■ **DATA FOR THE TASK**

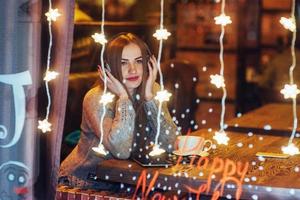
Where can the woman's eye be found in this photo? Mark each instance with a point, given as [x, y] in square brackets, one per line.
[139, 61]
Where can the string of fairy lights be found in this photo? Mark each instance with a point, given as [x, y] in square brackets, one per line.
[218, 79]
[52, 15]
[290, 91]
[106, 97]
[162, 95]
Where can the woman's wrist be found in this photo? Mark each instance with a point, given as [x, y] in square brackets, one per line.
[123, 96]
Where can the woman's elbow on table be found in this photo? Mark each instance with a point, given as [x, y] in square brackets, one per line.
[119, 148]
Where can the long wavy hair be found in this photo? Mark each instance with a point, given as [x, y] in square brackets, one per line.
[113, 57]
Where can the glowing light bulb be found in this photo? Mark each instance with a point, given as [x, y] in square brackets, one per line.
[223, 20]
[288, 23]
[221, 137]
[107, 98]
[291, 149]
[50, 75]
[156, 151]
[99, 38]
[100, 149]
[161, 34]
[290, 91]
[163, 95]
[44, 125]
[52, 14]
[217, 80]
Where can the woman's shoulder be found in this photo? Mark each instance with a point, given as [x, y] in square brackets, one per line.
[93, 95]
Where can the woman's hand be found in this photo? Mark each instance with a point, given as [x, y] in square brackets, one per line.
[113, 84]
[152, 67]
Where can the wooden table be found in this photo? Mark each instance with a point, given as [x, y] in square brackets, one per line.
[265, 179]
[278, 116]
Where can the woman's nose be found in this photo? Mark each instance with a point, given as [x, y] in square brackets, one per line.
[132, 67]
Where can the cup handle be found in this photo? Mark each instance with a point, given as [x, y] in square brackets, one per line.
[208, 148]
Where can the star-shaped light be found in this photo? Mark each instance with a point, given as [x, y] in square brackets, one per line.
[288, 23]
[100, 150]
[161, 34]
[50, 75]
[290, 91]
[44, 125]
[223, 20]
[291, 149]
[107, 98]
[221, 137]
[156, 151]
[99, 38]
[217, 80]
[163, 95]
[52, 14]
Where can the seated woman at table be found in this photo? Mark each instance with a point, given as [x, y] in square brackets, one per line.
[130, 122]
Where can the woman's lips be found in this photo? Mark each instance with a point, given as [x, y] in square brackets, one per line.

■ **YOUR ASSIGNMENT**
Your reply should be an exact copy of every line from the line with "Where can the woman's nose" through the final line of the data, and nothing more.

■ **ANSWER FOR THIS EXERCISE**
Where can the woman's nose be found in this photo? Mark each instance with a point, given as [x, y] in square brackets, one per line.
[132, 67]
Where can the cup handle be found in this photo? Mark each instance with a point, given as [x, y] in square brackets, one per line.
[208, 148]
Where can the star-shaped light be found in this photo? Mark each instance with a point, given as [x, y] in square brackets, one per line.
[288, 23]
[100, 150]
[161, 34]
[50, 75]
[290, 91]
[44, 125]
[223, 20]
[291, 149]
[107, 98]
[221, 137]
[156, 151]
[99, 38]
[217, 80]
[163, 95]
[52, 14]
Where can the seated woman at table be found in this photo? Mark each instance with a point, given as [x, y] in square brackets, one per line.
[130, 122]
Where can the woman's lips be found in this photo? Mark each instance with a point, given as [x, y] in square brackets, one per line.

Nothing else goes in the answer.